### [AUFGABENSTELLUNG]
Schreibe aus dem Textauszug den Abschnitt von "Man muss da" bis einschließlich "echte Freizeit mehr..." wortgetreu ab.

### [TEXTAUSZUG]
Man muss da sehr überlegt ausbalancieren, was nun im Rahmen der Arbeit "gelernt" werden sollte und was man auch mal privat machen kann. Dass man privat natürlich auch weitere Qualifiaktionen erwerben kann, ist aber klar - nur darf ein Chef so was nicht "fordern". Wenn der Chef will, dass zB mein "Businessenglisch" besser wird, soll er mir halt einen Kurs anbieten, der mir auf die Arbeitszeit angerechnet wird. Ob ich so einen Kurs vielleicht auch freiwillig privat mache, um von meiner Seite aus wiederum zu zeigen "ich bin sehr motiviert" oder um mich (ggf. auch woanders) für einen besseren Job zu bewerben, sollte MIR überlassen bleiben und nicht eine Selbstverständlichkeit sein, ansonsten haben irgendwann viele Leute GAR keine echte Freizeit mehr...

### [EINTRÄGE]
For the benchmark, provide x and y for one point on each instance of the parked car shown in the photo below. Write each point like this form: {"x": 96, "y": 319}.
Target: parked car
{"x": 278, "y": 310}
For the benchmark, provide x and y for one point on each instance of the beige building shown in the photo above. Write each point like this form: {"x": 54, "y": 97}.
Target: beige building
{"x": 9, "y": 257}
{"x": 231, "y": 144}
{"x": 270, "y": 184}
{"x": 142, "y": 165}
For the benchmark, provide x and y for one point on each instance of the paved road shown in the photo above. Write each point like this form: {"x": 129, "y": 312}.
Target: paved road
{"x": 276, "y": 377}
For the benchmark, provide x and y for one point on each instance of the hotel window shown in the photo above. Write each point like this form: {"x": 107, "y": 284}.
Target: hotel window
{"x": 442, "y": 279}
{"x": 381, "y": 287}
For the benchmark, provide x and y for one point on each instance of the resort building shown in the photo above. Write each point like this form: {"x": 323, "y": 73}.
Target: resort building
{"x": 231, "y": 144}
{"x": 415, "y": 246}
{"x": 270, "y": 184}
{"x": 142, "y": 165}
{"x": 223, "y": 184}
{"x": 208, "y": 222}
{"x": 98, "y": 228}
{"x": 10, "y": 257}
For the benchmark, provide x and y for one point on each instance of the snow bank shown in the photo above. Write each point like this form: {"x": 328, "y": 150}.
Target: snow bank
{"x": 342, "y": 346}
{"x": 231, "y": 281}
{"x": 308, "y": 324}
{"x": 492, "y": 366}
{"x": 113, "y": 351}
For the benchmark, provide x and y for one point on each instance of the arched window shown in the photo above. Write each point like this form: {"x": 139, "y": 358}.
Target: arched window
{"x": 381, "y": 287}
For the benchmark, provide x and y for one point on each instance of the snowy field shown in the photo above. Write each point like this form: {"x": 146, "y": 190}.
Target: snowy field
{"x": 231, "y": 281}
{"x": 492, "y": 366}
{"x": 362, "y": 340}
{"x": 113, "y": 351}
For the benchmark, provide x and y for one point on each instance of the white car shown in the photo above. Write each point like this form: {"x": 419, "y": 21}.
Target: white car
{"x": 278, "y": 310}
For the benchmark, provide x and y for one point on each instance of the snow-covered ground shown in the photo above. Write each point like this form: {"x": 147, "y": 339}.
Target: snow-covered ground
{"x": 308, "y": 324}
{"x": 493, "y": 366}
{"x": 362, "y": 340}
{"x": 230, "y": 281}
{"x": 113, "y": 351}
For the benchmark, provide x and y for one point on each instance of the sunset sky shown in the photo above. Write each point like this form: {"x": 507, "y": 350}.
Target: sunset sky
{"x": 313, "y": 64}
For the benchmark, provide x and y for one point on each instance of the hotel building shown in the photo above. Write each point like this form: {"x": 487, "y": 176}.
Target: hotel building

### [VOLLSTÄNDIGE AUSGABE]
Man muss da sehr überlegt ausbalancieren, was nun im Rahmen der Arbeit "gelernt" werden sollte und was man auch mal privat machen kann. Dass man privat natürlich auch weitere Qualifiaktionen erwerben kann, ist aber klar - nur darf ein Chef so was nicht "fordern". Wenn der Chef will, dass zB mein "Businessenglisch" besser wird, soll er mir halt einen Kurs anbieten, der mir auf die Arbeitszeit angerechnet wird. Ob ich so einen Kurs vielleicht auch freiwillig privat mache, um von meiner Seite aus wiederum zu zeigen "ich bin sehr motiviert" oder um mich (ggf. auch woanders) für einen besseren Job zu bewerben, sollte MIR überlassen bleiben und nicht eine Selbstverständlichkeit sein, ansonsten haben irgendwann viele Leute GAR keine echte Freizeit mehr...